Exercise aim:
Please write out the material that follows, exactly as it stands.

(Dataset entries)

* * * * * * *

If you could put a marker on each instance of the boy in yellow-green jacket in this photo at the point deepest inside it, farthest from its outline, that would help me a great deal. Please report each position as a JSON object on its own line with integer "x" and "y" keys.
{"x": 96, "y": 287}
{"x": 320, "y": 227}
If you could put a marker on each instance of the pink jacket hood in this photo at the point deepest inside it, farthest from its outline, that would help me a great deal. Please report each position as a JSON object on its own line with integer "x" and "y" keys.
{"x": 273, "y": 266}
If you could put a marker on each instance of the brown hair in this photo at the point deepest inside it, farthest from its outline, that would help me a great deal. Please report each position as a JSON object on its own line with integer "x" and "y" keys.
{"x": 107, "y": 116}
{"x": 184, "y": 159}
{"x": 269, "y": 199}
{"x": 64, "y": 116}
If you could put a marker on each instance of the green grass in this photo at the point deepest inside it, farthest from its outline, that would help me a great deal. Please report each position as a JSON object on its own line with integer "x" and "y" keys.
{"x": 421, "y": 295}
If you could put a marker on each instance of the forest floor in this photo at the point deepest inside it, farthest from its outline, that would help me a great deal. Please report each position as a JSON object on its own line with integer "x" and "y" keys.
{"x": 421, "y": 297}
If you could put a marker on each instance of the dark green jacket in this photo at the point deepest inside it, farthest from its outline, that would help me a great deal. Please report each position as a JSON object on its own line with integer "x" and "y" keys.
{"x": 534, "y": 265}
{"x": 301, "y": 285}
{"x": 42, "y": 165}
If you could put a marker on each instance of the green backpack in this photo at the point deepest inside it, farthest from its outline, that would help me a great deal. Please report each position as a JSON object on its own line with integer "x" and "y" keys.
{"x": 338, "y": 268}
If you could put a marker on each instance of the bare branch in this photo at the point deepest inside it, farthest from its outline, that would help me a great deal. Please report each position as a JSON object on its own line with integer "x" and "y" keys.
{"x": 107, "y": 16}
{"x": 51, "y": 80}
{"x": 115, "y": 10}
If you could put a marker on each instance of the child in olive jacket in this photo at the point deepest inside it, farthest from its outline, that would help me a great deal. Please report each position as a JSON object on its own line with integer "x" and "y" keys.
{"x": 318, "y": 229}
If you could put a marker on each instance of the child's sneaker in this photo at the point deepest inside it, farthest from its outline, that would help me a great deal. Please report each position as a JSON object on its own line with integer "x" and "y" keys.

* * * * * * *

Task answer:
If you could put a marker on each instance of the boy in yellow-green jacket in this photo at the point deepest inside it, farthest from its outline, that would help me a great deal. Please report each position as a JSON object on its own line with integer "x" and "y" keys.
{"x": 96, "y": 287}
{"x": 320, "y": 227}
If you could put a marker on each instance of the pink jacket hood in this photo at the point deepest inside it, farthest from its outline, that would help me a great deal. Please report each position as a JSON object on its own line with integer "x" and "y" keys.
{"x": 273, "y": 266}
If you could put a marker on each instance of the brown hair in this photo at the point deepest inside it, farthest from its outline, that would help me a great deal. Please report each position as a JSON object on its own line with integer "x" and "y" keys.
{"x": 107, "y": 116}
{"x": 184, "y": 159}
{"x": 269, "y": 199}
{"x": 64, "y": 116}
If you could put a marker on each instance of the green grass in this photo at the point deepest inside it, farthest from its outline, that would help me a great deal. Please report each position as a JSON object on its own line with integer "x" and "y" keys.
{"x": 421, "y": 295}
If you could put a marker on each instance of the forest floor in this photo at the point deepest inside it, farthest from its outline, that would help me a great deal. Please report each position as a JSON object on its own line with integer "x" and "y" keys.
{"x": 421, "y": 297}
If you could put a marker on each instance of the dark green jacket in this photo at the point deepest inside it, farthest from its outline, that would help me a great deal. Please report each position as a JSON object on its own line with integer "x" and "y" keys.
{"x": 534, "y": 265}
{"x": 301, "y": 285}
{"x": 42, "y": 165}
If you could put a marker on each instance of the green backpack in this photo at the point deepest inside it, farthest from its outline, that would help me a great deal. Please report each position as a JSON object on its own line with integer "x" and "y" keys.
{"x": 338, "y": 268}
If you could put a marker on each instance of the bare branch in this photo at the point deepest inside it, farthest from its outline, that would help me a great deal. Please report each position as a JSON object on its own line with integer "x" and "y" keys.
{"x": 107, "y": 16}
{"x": 51, "y": 80}
{"x": 115, "y": 10}
If you could put a marker on each instance of the child in olive jacket in this photo at the point deepest inside it, farthest from its outline, that would help me a great deal. Please report each position as a JSON object on its own line with integer "x" and "y" keys.
{"x": 318, "y": 229}
If you could put a marker on each instance of the child's sneaker in this photo at the point deepest inside it, farthest from its outline, that would help me a great deal. Please report each position as a JSON object on its own line with integer "x" and "y" keys.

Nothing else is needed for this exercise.